[The task]:
In the entries, find all lines that hold the word "creek" and copy them.

[[ Provided data, beginning ]]

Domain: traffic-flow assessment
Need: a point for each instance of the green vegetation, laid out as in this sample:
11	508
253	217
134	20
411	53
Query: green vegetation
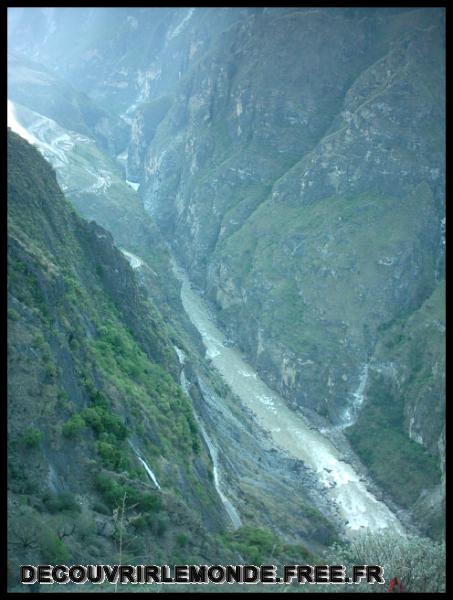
415	346
32	437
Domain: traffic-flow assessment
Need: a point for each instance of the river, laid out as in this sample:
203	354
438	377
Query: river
289	431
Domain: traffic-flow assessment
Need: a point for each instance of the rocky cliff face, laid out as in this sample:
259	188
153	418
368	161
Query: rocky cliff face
294	158
92	381
300	174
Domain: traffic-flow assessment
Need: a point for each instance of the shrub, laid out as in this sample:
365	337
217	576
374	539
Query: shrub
418	562
32	437
73	426
63	502
53	549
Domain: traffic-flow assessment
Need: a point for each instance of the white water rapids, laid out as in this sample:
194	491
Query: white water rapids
290	432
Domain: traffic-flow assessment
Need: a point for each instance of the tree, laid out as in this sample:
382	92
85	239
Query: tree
418	562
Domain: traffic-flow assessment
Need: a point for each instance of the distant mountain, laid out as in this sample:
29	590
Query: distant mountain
294	160
92	395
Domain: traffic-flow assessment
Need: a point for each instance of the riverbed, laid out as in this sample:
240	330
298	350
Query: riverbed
290	432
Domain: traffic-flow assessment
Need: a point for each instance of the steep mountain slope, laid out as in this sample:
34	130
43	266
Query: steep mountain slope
294	160
103	443
92	394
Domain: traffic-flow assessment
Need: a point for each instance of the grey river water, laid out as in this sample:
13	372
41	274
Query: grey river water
289	431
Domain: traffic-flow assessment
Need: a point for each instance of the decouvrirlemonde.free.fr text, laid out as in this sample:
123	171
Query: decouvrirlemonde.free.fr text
199	574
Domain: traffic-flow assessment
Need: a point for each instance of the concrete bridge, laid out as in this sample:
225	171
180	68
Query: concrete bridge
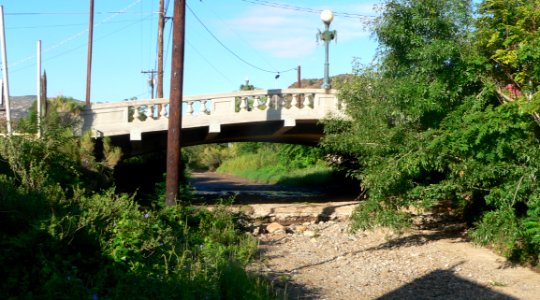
287	116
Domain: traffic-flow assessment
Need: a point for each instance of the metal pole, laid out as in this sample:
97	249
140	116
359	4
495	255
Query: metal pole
89	59
326	82
299	77
175	103
38	93
5	70
161	26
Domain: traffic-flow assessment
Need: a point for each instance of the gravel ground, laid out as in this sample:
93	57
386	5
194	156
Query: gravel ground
322	260
325	261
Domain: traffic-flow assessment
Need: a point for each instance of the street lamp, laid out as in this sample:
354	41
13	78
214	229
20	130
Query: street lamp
327	35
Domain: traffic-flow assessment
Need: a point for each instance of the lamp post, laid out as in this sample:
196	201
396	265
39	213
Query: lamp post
327	35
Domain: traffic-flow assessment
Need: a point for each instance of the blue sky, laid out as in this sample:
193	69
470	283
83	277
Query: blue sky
269	37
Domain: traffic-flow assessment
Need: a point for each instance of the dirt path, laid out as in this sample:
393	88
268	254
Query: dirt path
314	259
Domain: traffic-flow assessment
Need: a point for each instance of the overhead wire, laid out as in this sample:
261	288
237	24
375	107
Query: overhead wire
77	35
65	13
239	36
305	9
61	25
231	51
49	58
209	63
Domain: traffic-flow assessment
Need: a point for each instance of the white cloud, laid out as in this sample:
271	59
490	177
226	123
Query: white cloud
292	34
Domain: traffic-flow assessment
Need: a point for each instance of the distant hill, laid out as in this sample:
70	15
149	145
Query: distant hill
316	83
20	105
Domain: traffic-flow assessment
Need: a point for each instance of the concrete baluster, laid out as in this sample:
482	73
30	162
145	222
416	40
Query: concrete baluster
243	103
202	109
149	112
190	108
301	101
163	113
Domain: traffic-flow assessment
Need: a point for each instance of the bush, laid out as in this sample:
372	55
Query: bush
61	240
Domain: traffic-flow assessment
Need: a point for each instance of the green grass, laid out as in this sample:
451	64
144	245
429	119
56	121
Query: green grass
265	168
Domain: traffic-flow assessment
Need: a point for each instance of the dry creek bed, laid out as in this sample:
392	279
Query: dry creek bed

[[ Provided data, end ]]

[Answer section]:
Need: a point for each instance of the dry creek bed, laid out as in this sample:
Query: dry creek bed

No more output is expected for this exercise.